▶ [Using the information]
**a.** In the blog post, what organization is Sundari Mani's group of ladies running?
**b.** Print everything in the blog post from "We siblings have" down to "all the time.".

══ Text passage

This was our version of a picnic and slumber party thrown into one!

Saturday, April 4, 2009

Maa Pyari Ma!

Today is the Thithi, or the death anniversary of my mother Anusuya according to the lunar Indian calendar. It is ten years since she passed away. The first mail that I get this morning is from my cyber friend Shyloo who forwarded this link. http://www.nytimes.com/2009/04/04/business/global/04indiamom.html?_r=1&emc=eta1

Thank you Shyloo for timing it so right. God bless you.

Another coincidence was that an old friend, Sundari Mani, who uses a walker due to severe arthritis called yesterday and asked me to spread the message that she and a group of ladies are running a small social service organization called Dr Muthulakshmi Reddy Women's Association. They have some wheelchairs and walkers for rent at a very nominal price for the needy. She can be contacted at 044-2811 0645

We siblings have donated both these equipment in memory of our mother in the past years and it was as if Amma called out to me and said give a few more. She had to use a walker when she had knee surgery and only used a wheelchair in hospitals which she was very fond of visiting--she has had some seven major surgeries apart from cataracts on both eyes:)) Her indomitable spirit lives in us for all of us are rickety in terms of joints and limbs. But you wont find us sitting around and we are on the go all the time.

════
══ Stored data

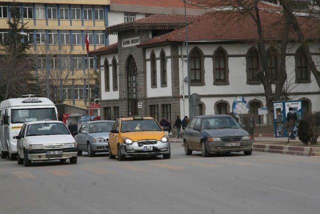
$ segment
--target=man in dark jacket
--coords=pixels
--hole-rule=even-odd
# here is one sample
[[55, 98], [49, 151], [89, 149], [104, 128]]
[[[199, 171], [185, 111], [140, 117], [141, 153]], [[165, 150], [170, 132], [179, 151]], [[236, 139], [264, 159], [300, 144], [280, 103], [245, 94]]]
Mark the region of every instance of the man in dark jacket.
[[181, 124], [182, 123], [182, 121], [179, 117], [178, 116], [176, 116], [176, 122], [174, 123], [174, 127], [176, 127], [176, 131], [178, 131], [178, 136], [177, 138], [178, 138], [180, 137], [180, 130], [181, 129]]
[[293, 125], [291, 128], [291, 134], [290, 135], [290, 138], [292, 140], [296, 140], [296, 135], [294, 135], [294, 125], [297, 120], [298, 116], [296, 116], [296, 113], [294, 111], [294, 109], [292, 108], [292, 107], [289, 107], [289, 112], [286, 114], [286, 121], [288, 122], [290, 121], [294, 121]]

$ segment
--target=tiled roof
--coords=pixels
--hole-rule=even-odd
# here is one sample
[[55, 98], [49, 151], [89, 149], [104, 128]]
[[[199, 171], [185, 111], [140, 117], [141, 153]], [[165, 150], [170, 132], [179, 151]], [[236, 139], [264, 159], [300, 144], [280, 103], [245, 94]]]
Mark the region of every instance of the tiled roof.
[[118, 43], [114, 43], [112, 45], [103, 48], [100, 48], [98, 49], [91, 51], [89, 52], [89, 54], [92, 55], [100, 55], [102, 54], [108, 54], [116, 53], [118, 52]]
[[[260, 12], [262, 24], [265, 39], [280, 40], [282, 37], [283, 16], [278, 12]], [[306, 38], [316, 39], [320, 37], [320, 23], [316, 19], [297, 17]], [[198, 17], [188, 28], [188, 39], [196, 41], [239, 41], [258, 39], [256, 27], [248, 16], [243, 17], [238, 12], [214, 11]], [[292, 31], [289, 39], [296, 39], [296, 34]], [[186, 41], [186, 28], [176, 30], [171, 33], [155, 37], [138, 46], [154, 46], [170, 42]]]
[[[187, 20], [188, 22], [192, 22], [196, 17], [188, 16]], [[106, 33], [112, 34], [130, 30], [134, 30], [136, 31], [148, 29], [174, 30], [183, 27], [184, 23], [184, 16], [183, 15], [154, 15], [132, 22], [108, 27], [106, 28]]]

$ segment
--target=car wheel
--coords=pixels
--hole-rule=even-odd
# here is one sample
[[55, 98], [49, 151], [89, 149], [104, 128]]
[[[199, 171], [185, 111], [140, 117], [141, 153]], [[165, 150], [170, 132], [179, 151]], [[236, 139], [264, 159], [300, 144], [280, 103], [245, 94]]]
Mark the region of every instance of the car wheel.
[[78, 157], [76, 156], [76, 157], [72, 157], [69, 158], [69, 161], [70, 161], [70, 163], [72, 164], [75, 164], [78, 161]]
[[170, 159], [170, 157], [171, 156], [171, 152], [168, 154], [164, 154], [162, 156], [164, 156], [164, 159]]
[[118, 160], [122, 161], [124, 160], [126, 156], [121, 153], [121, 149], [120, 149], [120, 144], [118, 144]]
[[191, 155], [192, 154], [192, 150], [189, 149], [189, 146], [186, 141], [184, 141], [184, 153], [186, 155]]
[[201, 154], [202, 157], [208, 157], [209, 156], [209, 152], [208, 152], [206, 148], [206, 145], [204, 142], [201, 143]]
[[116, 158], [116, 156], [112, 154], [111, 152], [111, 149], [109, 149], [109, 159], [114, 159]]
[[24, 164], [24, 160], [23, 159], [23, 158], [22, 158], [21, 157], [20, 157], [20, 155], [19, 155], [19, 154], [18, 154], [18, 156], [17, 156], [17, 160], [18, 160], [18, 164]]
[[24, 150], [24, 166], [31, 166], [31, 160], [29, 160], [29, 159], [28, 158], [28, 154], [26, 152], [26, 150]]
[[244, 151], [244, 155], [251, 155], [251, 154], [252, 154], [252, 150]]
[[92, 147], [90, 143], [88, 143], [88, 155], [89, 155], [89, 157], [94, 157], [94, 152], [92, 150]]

════

▶ [Answers to the exercises]
**a.** The Dr Muthulakshmi Reddy Women's Association.

**b.**
We siblings have donated both these equipment in memory of our mother in the past years and it was as if Amma called out to me and said give a few more. She had to use a walker when she had knee surgery and only used a wheelchair in hospitals which she was very fond of visiting--she has had some seven major surgeries apart from cataracts on both eyes:)) Her indomitable spirit lives in us for all of us are rickety in terms of joints and limbs. But you wont find us sitting around and we are on the go all the time.